STATED GOAL A: In the entries further down, reproduce word for word the stretch from the line containing "the parsley leaf" through the line containing "column 347, row 17", both ends included.

────────────────

Simplifying Data Management

Wednesday, 20 May 2009

What’s your attitude to risk?

Last week, my son lost his USB flash drive, containing all of his school course work No problem, I thought, we’ll just use the backup copy on the home computer, or the one from the school network.

Guess what? That’s right, the only copy was on the flash drive.

Guess what else? Yep, the course work was due for submission 2 days later.

Cue much panic and frantic searching of every conceivable place to lose the flash drive, and once that was exhausted, two very late nights for my boy to recreate the work he’d lost.

And guess what else? The day after the course work was due, we found the flash drive in the rubber seal of the washing machine drum – and incredibly it still worked! Despite this lucky escape, we’re now doubly conscious of the issues using USB flash drives and are definitely changing the way we use them.

This whole 'data loss' episode reminded me of the depth of coverage in the press over the last 18 months or so about losing information like this and most of it of a much more serious nature than losing some exam course work. This sort of coverage has led to a widespread sense among businesses that they must act to improve their information security policies and systems.

Once a business decides to act, the vast majority of them look at beefing up their encryption and transference technologies. Often this is ideal in the circumstance, but can be pretty expensive and some businesses decide that the risk of inaction in this area is worth taking – just leave the information security processes as they are and wait and see what happens.

What if you could help mitigate your information risks another way? That is, without paying a sizable ransom to the various security vendors out there?

One of the biggest areas of information security risk is in developing data handling systems. I think it’s fair to say that most businesses, despite what their formal policy says, get hold of live production data – inclusive of real customer details – and copy it into their test or development environments.

Why do they do this? Simple, real data helps developer produce working code, because they can have confidence that the code they write works with real data – and likewise for testers in a test environment.

So if your developers and testers are using real customer data that means you need to provide production strength security protocols around those systems. This is where the information security vendors start to rub their hands with glee. On top of this, your dev and test platforms become much more rigid and inflexible, making changes more difficult, expensive and longer to deliver.

The conventional alternative to using real live data is to generate data to match the ‘planned for’ test conditions. The problem with this approach is that data in production systems is alive and it really does change constantly. Based purely on the analysts expectation of the data it’s nearly impossible to predict the conditions that the code will see when released into live service. This often leads to a high incidence of production faults.

────────────────

STATED GOAL B: Write the next part of the data management post, picking up after its last sentence.

GIVEN DATA:
────────────────

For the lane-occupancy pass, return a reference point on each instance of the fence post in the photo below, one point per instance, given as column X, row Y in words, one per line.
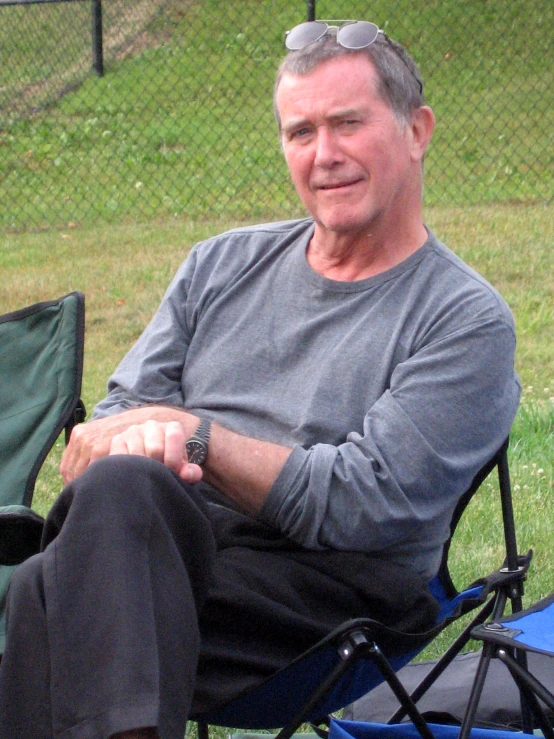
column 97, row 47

────────────────

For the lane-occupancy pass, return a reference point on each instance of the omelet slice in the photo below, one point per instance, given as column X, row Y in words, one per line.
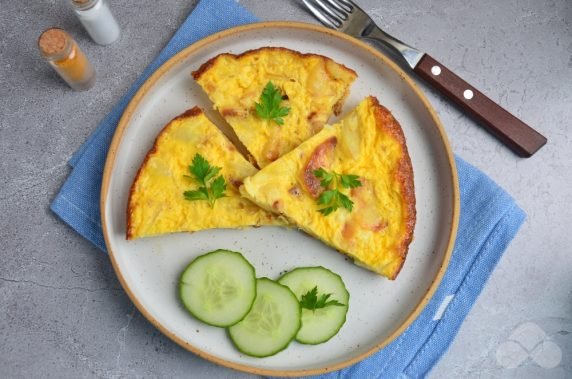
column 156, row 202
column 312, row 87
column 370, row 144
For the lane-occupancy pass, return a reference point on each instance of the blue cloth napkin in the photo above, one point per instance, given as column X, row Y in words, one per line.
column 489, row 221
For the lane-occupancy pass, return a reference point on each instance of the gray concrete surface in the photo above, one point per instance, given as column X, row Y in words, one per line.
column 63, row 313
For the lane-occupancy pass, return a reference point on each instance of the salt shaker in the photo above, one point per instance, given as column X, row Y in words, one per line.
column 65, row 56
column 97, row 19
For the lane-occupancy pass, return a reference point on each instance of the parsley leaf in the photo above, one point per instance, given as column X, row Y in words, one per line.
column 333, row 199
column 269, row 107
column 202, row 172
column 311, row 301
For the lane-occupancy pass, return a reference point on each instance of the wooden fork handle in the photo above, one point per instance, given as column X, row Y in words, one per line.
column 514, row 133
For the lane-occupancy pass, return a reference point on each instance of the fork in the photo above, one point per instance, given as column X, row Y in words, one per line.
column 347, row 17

────────────────

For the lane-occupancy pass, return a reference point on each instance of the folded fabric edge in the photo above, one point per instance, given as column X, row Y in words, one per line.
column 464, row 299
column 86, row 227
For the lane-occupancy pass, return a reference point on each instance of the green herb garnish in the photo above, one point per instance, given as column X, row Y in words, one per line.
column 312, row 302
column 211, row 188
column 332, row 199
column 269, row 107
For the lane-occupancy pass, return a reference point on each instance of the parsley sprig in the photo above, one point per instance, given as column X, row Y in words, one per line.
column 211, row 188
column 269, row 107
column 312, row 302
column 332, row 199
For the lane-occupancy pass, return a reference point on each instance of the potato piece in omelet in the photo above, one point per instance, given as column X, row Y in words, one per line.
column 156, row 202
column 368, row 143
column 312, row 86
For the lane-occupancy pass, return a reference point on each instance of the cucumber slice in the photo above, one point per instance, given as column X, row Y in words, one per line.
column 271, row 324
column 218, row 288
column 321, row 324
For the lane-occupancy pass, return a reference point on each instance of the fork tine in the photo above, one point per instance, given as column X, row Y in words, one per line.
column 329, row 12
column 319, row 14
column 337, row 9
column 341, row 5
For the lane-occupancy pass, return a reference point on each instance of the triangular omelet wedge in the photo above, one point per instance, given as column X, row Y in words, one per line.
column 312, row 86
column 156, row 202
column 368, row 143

────────────────

ANSWER A:
For the lane-occupancy pass, return a reference point on each instance of the parsley leaf in the photo above, one point per instance, given as column X, row Y in words, one per line.
column 333, row 199
column 269, row 107
column 202, row 172
column 311, row 301
For the lane-occupancy pass, return a reference point on each instance of the wooden fork handle in the photo above, one point per instance, given as column X, row Y in words, one per line.
column 514, row 133
For the lane-occupancy pass, return a reference point on each instance of the fork in the photo above, one point per instance, given as column X, row Y in words, one per line.
column 347, row 17

ANSWER B:
Sounds like you’re caught between a rock and a hard place. Using real data means building in expensive and restrictive security protocols, but creating your own data leads to higher production faults.

There is a third way. It is possible to create realistic test data that truly mimics live conditions, maintains the utility of live customer data but contains no personally identifiable data within it. This includes maintaining the data quality errors of the system, demographic profile of an area, transactional profiles, etc.

How?

By taking an extract of real data, and securely analysing it, then randomising the data within agreed parameters and using locally defined reference material, it is possible to maintain all this data. If your business is smart enough, it will be doing this now.

My question is: if your business is not doing this now, what really is your attitude to risk?

Wednesday, 22 April 2009

Oracle and Sun - will this spawn a new DW appliance?

OK, I admit it - I'm a big, big fan of Solaris. Why? Well, it's rock solid, has great productivity features and is full of practical and pragmatic ways to deliver high value enterprise class systems management. And, best of all, it's free on x64 platforms.

But that's just one of the goodies waiting for Oracle following their purchase of the once mighty Sun Microsystems. Java and MySQL are also headliners in terms of software, but there's also the rich vein of hardware products, most notably (for Data Warehousing) the server storage line.

Having all this software and hardware experience and technology all in the same business looks very compelling in order to provide customers with a seamlessly integrated offering from a single supplier.

Oracle ventured into the DW appliance space alongside partner HP last October with the HP Oracle Exadata Storage Server and HP Oracle Database Machine. These can be compelling offerings, particularly if you have a lot of internal Oracle experience and DBAs. But they're still offerings from 2 separate vendors, and purchasing departments like to have one throat to choke.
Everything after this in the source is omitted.